:: Fragmento de texto ::
* * *

Más allá de la guerra entre pobres
Creo que los ataques que reciben el ecologismo, el movimiento feminista y las comunidades migrantes y el movimiento antirracista muestran una agenda de trabajo clara para la transición ecosocial, en el aquí y el ahora. Es necesario fortalecer las alianzas entre estos movimientos sociales, y construir discursos y propuestas integradas que permitan frenar la actual ofensiva neoliberal amparada en la multi-crisis. Pero también es necesario desplegar discursos y prácticas capaces de conectar con las necesidades de quienes más están sufriendo la crisis, para intentar convertir el miedo en potencia social y propuestas políticas. Y para generar consensos que contengan los pasos atrás en las políticas ambientales y sociales, que como sabemos harán aún más duros y desiguales los impactos de la multi-crisis.
Concretando en el sector agrario, que gestiona el 80% del territorio y consume al menos el 70% del agua dulce estatales, creo que hay que buscar cómo revertir el enfrentamiento y establecer alianzas. Se ha perdido una importante ventana de oportunidad dejando pasar la publicación, el pasado mayo, del Censo Agrario 2020. Este estudio del INE, actualizado cada diez años, muestra la desaparición de un 7,6% de las explotaciones, un fuerte incremento de su superficie media, disminución de un 7,7% del empleo, y un importante viraje hacia modelos empresariales, desligados del territorio rural. Estos datos muestran un importante menoscabo de la agricultura familiar (que aun es ampliamente mayoritaria en el sector), a la vez que se impone un modelo más intensivo en capital y más destructivo. El modelo agrario que crece, y que se apoya mediante la proporción principal de fondos públicos, restituye las tasas de ganancia de los grandes operadores agroalimentarios. Pero destruye empleo y economías rurales, degrada los ecosistemas, genera cambio climático, promueve un modelo de dieta insaludable e insostenible, y genera alimentos de baja calidad y reducido valor añadido. Creo que esto puede ser base para una agenda común con la agricultura familiar aunque, por supuesto, no sea fácil acercar posiciones.

* * *

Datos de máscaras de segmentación
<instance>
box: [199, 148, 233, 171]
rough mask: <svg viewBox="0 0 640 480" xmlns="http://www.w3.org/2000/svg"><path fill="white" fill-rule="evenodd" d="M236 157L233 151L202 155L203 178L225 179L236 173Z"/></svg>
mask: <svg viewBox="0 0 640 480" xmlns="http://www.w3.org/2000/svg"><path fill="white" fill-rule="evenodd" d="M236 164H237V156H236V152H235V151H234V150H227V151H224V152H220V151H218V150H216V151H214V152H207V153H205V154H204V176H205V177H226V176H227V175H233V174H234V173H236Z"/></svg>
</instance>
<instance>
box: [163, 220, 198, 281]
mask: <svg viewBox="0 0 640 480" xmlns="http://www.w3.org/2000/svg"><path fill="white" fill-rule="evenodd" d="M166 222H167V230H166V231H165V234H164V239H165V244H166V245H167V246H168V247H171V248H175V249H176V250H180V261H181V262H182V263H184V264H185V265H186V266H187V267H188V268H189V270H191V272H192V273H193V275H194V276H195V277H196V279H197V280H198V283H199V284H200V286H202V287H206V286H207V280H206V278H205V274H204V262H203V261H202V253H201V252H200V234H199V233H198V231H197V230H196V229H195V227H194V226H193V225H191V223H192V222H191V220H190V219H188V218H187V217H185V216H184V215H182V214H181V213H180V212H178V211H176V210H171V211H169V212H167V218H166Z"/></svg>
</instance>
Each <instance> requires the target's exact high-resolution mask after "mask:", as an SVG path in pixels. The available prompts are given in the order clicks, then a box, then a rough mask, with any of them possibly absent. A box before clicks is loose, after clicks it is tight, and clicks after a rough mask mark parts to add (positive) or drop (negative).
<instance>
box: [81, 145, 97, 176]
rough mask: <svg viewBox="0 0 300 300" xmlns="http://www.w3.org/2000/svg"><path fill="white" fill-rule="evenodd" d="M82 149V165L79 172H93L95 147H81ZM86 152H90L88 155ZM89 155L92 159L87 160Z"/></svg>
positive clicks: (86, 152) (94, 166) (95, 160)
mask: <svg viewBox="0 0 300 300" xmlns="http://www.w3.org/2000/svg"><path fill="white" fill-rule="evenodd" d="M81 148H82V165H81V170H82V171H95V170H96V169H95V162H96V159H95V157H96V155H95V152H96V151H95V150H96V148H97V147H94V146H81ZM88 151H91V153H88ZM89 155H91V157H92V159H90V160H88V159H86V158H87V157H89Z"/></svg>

* * *

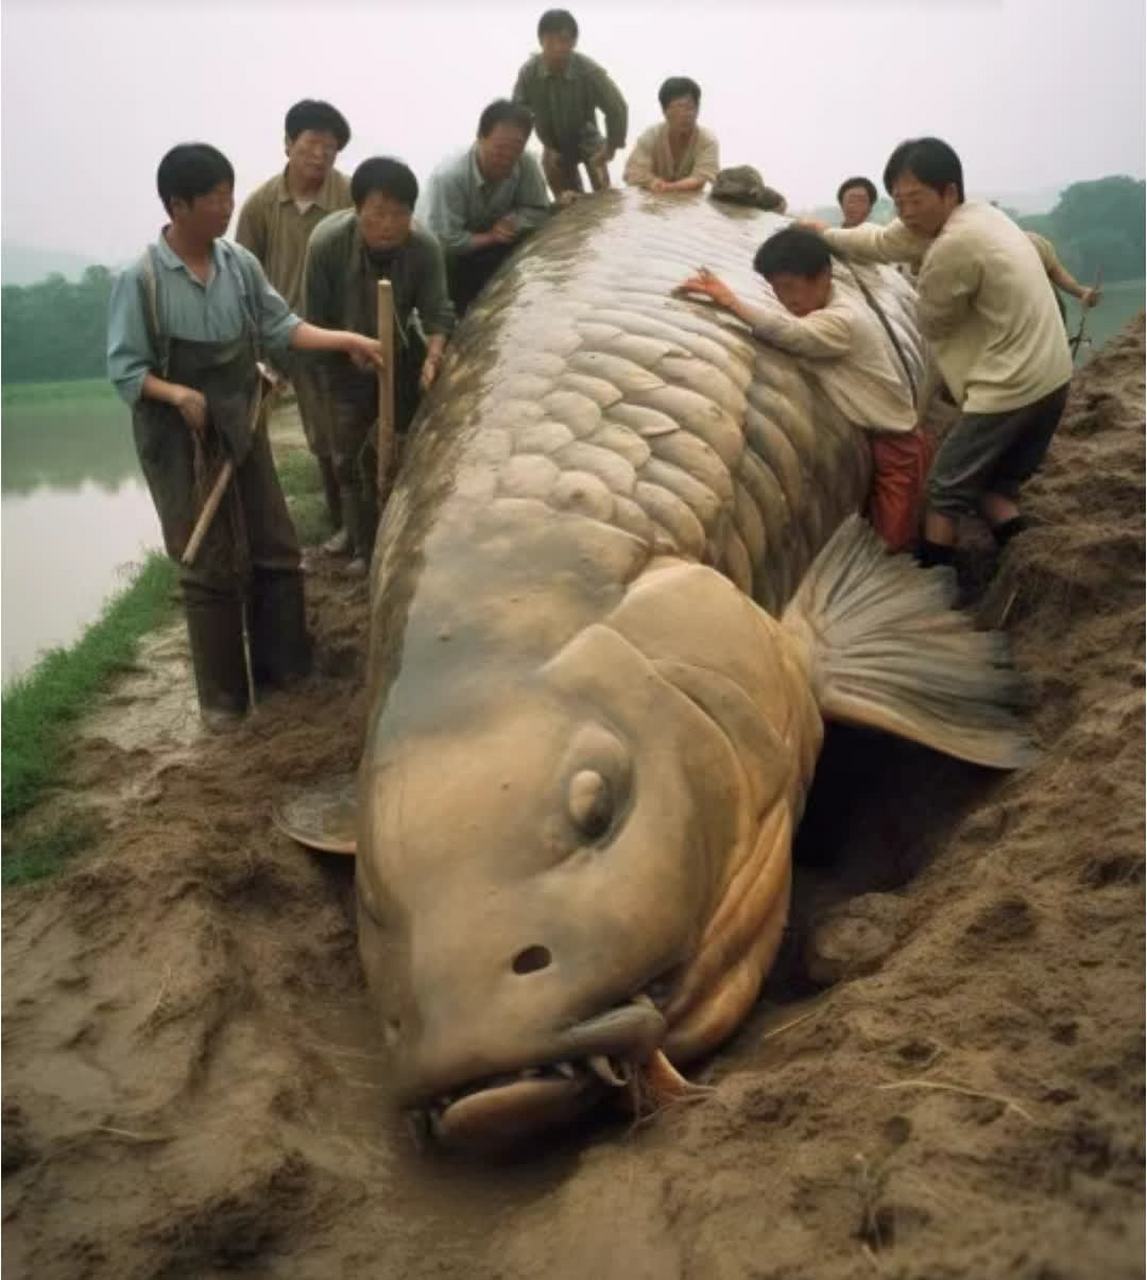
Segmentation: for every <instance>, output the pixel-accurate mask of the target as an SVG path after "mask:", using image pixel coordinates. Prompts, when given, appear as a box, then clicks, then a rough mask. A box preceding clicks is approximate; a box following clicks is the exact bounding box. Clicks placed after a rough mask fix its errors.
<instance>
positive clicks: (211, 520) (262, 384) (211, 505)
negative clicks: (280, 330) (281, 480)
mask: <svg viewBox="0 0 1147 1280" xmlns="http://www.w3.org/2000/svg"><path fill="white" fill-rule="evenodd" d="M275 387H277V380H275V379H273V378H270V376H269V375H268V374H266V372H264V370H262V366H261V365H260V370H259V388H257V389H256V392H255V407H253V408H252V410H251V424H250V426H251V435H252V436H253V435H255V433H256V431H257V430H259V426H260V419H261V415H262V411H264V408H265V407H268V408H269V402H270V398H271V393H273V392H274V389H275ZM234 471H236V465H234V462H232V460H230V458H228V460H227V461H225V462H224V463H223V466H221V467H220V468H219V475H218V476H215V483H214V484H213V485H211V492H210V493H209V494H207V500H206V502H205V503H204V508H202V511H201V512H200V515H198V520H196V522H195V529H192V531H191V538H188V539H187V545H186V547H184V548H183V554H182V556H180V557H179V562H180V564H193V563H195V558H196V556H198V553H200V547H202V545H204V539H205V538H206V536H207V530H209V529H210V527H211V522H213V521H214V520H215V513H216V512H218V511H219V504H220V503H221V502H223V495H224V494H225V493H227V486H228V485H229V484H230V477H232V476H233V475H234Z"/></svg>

* * *

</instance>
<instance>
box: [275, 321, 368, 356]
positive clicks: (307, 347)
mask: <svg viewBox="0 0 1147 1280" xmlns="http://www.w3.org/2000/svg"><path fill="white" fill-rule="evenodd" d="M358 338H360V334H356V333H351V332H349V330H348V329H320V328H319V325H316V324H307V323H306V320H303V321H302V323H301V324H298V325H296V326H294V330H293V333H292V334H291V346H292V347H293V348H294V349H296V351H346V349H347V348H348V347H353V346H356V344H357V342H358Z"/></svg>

* * *

:: Tarea asignada ::
Según el texto sobre la transición ecosocial y el sector agrario, ¿qué perjuicios causa el modelo agrario que crece? Enumera todos los que aparecen en la oración que empieza con «Pero destruye».

:: Ejercicio resuelto ::
- Destruye empleo y economías rurales.
- Degrada los ecosistemas.
- Genera cambio climático.
- Promueve un modelo de dieta insaludable e insostenible.
- Genera alimentos de baja calidad y reducido valor añadido.